What you have to do:
Extract the data exactly, missing nothing.

Dataset records:

□ □ □

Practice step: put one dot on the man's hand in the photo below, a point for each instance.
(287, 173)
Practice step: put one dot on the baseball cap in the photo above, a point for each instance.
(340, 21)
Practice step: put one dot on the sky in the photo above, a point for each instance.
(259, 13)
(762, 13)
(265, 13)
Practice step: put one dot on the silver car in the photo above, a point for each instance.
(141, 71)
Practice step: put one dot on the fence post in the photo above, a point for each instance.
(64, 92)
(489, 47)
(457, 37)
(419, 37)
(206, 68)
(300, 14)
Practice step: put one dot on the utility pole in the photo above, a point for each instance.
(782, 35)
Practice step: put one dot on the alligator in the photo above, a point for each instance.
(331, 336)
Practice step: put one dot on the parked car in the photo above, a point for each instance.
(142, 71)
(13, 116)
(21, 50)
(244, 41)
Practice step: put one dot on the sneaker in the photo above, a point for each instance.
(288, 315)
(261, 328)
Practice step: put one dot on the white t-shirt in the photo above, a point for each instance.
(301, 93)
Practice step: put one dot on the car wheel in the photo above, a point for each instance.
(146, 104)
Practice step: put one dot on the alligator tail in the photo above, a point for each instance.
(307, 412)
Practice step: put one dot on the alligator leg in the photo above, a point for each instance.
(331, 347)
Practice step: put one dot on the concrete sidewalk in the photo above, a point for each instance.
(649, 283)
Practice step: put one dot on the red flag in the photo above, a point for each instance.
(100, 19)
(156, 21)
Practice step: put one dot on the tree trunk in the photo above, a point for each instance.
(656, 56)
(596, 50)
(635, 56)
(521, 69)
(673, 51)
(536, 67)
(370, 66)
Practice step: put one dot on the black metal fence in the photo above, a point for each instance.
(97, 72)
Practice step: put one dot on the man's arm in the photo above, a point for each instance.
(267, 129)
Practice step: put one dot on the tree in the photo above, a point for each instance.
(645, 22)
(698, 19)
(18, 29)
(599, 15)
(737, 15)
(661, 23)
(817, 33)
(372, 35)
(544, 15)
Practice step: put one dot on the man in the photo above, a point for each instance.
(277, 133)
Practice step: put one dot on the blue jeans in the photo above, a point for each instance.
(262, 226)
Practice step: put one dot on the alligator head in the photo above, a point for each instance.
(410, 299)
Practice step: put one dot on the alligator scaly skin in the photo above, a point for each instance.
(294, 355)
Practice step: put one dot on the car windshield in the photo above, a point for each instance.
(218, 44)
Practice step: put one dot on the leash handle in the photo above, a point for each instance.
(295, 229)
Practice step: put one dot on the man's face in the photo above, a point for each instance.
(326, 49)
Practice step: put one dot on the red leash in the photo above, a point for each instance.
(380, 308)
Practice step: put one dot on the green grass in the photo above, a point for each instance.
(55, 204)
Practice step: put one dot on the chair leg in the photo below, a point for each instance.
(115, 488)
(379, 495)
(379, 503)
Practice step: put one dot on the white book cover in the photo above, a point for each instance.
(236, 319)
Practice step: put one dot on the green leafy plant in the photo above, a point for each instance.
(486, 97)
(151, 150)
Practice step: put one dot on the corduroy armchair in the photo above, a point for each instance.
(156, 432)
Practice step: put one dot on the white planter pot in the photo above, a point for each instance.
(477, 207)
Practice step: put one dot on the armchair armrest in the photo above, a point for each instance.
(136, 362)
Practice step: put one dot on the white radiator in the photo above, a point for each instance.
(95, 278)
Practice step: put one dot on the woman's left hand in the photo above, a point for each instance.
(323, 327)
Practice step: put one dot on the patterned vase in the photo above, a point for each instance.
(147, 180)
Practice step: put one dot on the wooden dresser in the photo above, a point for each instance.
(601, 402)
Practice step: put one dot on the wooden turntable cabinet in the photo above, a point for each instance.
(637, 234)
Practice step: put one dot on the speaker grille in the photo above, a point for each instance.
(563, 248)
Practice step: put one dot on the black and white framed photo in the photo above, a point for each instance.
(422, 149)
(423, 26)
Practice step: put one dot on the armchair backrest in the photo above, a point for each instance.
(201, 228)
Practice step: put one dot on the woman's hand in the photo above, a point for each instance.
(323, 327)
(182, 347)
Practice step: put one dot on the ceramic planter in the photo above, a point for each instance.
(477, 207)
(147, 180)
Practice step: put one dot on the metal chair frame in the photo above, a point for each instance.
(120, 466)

□ □ □

Result of the task:
Practice step: put one dot on the man's hand in the photo below, a point for each instance.
(287, 173)
Practice step: put one dot on the baseball cap in the photo above, a point for each instance.
(340, 21)
Practice step: put one dot on the sky in the photo above, a point for each instance.
(259, 13)
(762, 13)
(265, 13)
Practice step: put one dot on the silver car in the photo above, a point for each instance.
(141, 71)
Practice step: put one dot on the fence post in the photo above, a point for each instance.
(64, 92)
(489, 47)
(457, 37)
(419, 37)
(206, 68)
(300, 14)
Practice step: put one dot on the utility pole in the photo above, a point for each instance.
(782, 35)
Practice step: put one dot on the alligator in the photo above, a point for each instance.
(331, 336)
Practice step: put one dot on the parked car in the photo above, a point for each instance.
(142, 71)
(13, 116)
(21, 50)
(244, 41)
Practice step: put one dot on the sneaker in the photo above, a point for each instance.
(288, 315)
(261, 328)
Practice step: put one dot on the white t-shirt in the photo above, a point for each instance.
(301, 93)
Practice step: put one dot on the car wheel in the photo above, a point for each instance.
(146, 104)
Practice step: put one dot on the alligator tail in the photo above, a point for each instance.
(307, 412)
Practice step: put one dot on the alligator leg in the photo above, a point for each instance.
(331, 347)
Practice step: put one dot on the concrete sidewalk in the photo above, a point for each instance.
(649, 283)
Practice step: put one dot on the red flag in the photo above, a point for each instance.
(100, 19)
(156, 21)
Practice step: put one dot on the tree trunk in the photo above, a point for each instance.
(656, 56)
(596, 50)
(635, 56)
(521, 69)
(673, 51)
(536, 67)
(370, 66)
Practice step: put one dot on the black metal fence in the photo above, a point for each instance.
(97, 72)
Practice step: put one dot on the man's arm in the photo above, a point for each instance.
(267, 129)
Practice step: put one dot on the tree in the photo above, a point for each instance.
(645, 22)
(698, 19)
(18, 29)
(599, 15)
(737, 15)
(661, 23)
(817, 33)
(372, 35)
(544, 15)
Practice step: put one dot on the man in the photo above, a point for each instance.
(277, 133)
Practice step: put one dot on the blue jeans in the photo above, a point for each instance.
(262, 226)
Practice step: put one dot on the alligator head in the photo above, a point for each instance.
(410, 299)
Practice step: put one dot on the alligator scaly skin in the photo above, a point for each instance.
(294, 355)
Practice step: put one dot on the car windshield in the photo above, a point for each instance.
(218, 44)
Practice step: put one dot on the leash handle in the photo above, a point for each instance.
(295, 229)
Practice step: put one dot on the man's face in the photo above, a point for each instance.
(326, 49)
Practice step: put one dot on the red leash in the photo above, a point for each instance.
(380, 308)
Practice step: put one dot on the green grass in the photo above, a point for each instance.
(55, 204)
Practice step: put one dot on the chair leg in the photo below, a point for each instance.
(115, 488)
(379, 495)
(379, 503)
Practice step: put one dot on the white book cover in the photo above, a point for each instance.
(236, 319)
Practice step: put one dot on the green leafy plant in the photo above, a point for each instance.
(486, 97)
(151, 150)
Practice step: put one dot on the corduroy armchair in the photo above, a point for each instance.
(156, 432)
Practice step: put one dot on the white planter pot in the photo above, a point for each instance.
(477, 207)
Practice step: put one dot on the armchair armrest in the photo above, a point for each instance.
(136, 362)
Practice step: put one dot on the white radiator in the photo above, a point for each instance.
(95, 278)
Practice step: put one dot on the woman's left hand in the photo above, a point for each instance.
(323, 327)
Practice step: put one dot on the patterned vase in the photo above, a point for each instance.
(147, 180)
Practice step: put one dot on the wooden dresser in the photo above, a point for each instance.
(601, 402)
Practice step: put one dot on the wooden turntable cabinet in the photo above, a point for each instance.
(637, 234)
Practice step: put one dot on the speaker grille in the photo above, a point for each instance.
(563, 248)
Practice step: put one dot on the black and white framed photo in the photo above, a point for each instance.
(422, 149)
(423, 26)
Practice step: put one dot on the armchair backrest in the photo above, a point for each instance.
(201, 228)
Practice step: put one dot on the woman's hand in the photo above, a point for each instance.
(323, 327)
(182, 347)
Practice step: put one dot on the ceramic planter in the photo above, a point for each instance.
(477, 207)
(147, 180)
Practice step: put one dot on the metal chair frame in the photo above, a point for each instance.
(120, 466)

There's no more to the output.